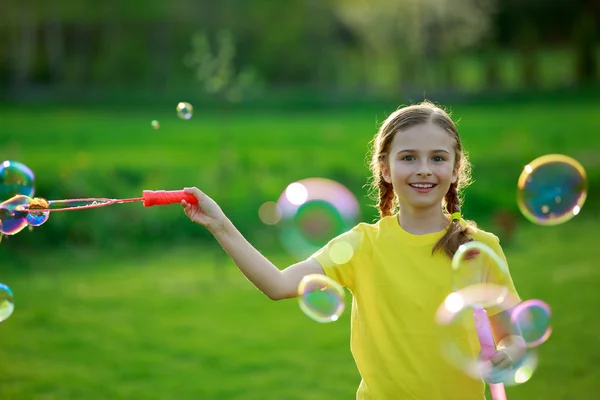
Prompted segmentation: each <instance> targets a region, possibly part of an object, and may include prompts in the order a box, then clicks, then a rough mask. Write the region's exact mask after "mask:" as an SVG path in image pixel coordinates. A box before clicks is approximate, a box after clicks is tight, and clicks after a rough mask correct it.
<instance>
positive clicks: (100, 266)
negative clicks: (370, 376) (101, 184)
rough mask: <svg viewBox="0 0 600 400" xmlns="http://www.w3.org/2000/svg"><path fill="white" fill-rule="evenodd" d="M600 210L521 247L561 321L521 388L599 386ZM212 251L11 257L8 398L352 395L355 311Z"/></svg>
mask: <svg viewBox="0 0 600 400" xmlns="http://www.w3.org/2000/svg"><path fill="white" fill-rule="evenodd" d="M598 222H600V221H598V219H596V220H586V219H583V218H581V219H579V220H577V221H572V222H571V223H569V224H567V225H564V226H561V227H555V228H552V229H543V228H540V227H526V228H524V229H522V230H521V231H520V232H519V234H518V239H519V240H518V245H516V246H513V247H511V248H510V249H508V251H507V257H508V259H509V261H510V264H511V268H512V273H513V277H514V280H515V282H516V284H517V286H518V288H519V290H520V292H521V295H522V297H523V298H541V299H543V300H545V301H546V302H548V303H549V304H550V305H551V307H552V309H553V329H554V331H553V335H552V336H551V338H550V340H549V341H548V342H547V343H546V344H544V345H543V346H542V347H541V348H540V366H539V368H538V371H537V372H536V374H535V375H534V377H533V379H532V380H531V381H530V382H528V383H526V384H525V385H522V386H519V387H514V388H508V394H509V398H510V399H524V400H525V399H527V400H529V399H565V400H566V399H593V398H595V393H597V391H598V390H599V389H600V384H599V383H598V382H600V380H599V378H600V374H598V369H597V363H598V360H599V359H600V351H599V350H598V346H597V343H598V329H600V326H599V325H598V318H597V307H596V305H597V303H598V295H597V288H598V285H599V284H600V272H599V270H598V268H597V262H596V261H597V260H598V258H599V257H600V248H599V247H598V246H597V243H596V242H597V240H596V238H595V237H594V235H592V234H590V233H591V232H595V231H596V230H597V226H598ZM203 250H204V249H203V247H202V246H198V247H197V248H190V247H173V245H165V246H164V248H163V249H162V251H159V252H158V253H154V252H153V253H152V254H142V253H139V254H137V255H136V254H129V255H127V256H124V255H123V254H117V253H110V252H99V251H95V252H94V251H80V252H58V253H49V254H37V255H33V254H27V255H22V257H20V258H19V259H18V260H14V262H15V265H11V266H10V267H8V268H3V269H2V280H3V281H4V282H7V283H9V284H10V285H11V287H12V288H13V290H14V292H15V295H16V310H15V313H14V315H13V316H12V317H11V318H10V319H8V320H7V321H5V322H3V323H2V325H1V326H0V360H2V362H1V363H0V398H2V399H82V398H85V399H116V398H123V399H142V398H143V399H192V398H194V399H282V398H284V399H334V398H335V399H338V398H346V399H348V398H352V396H353V393H354V391H355V389H356V387H357V384H358V381H359V377H358V374H357V371H356V368H355V366H354V364H353V361H352V358H351V355H350V352H349V329H348V328H349V318H348V314H347V313H346V314H344V315H343V317H342V318H341V319H340V320H339V321H338V322H336V323H334V324H324V325H323V324H318V323H316V322H313V321H311V320H310V319H308V318H307V317H306V316H304V315H303V314H302V313H301V311H300V310H299V308H298V306H297V303H296V301H294V300H287V301H283V302H272V301H270V300H268V299H267V298H266V297H264V296H263V295H262V294H260V293H259V292H258V291H257V290H256V289H254V288H253V287H252V286H251V285H250V284H249V283H248V282H247V281H246V280H245V279H244V278H243V277H241V275H240V274H239V273H238V272H237V271H236V270H235V269H234V267H233V266H232V265H231V264H229V263H227V264H225V265H222V266H220V271H219V272H220V273H219V274H215V273H214V269H213V268H212V265H210V263H211V262H213V261H212V260H214V258H208V259H207V258H206V257H205V256H203V253H204V252H203ZM269 255H270V254H269ZM270 256H271V258H272V259H273V260H274V261H275V262H276V263H277V264H278V265H280V266H285V265H287V264H288V263H289V262H291V260H290V259H289V258H287V257H285V256H278V255H276V254H273V255H270ZM399 379H401V377H399Z"/></svg>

··········

What is expected = Repeat the records from their start up to and including the line containing "rough mask: <svg". Leave the picture out of your answer.

Solution to this exercise =
Prompted segmentation: each <instance> targets a region, possibly part of an object, and may include prompts in the order a box, then clicks, then a rough mask. Write the region's exact mask after "mask:" as an SVG path in image pixel coordinates. A box before clicks is approximate, a box after clicks is tight, and clicks after a rough mask correct it.
<instance>
positive clicks: (100, 266)
negative clicks: (370, 376) (101, 184)
rough mask: <svg viewBox="0 0 600 400" xmlns="http://www.w3.org/2000/svg"><path fill="white" fill-rule="evenodd" d="M600 210L521 247L561 321L521 388L599 386ZM212 251L11 257L8 398L352 395L355 311Z"/></svg>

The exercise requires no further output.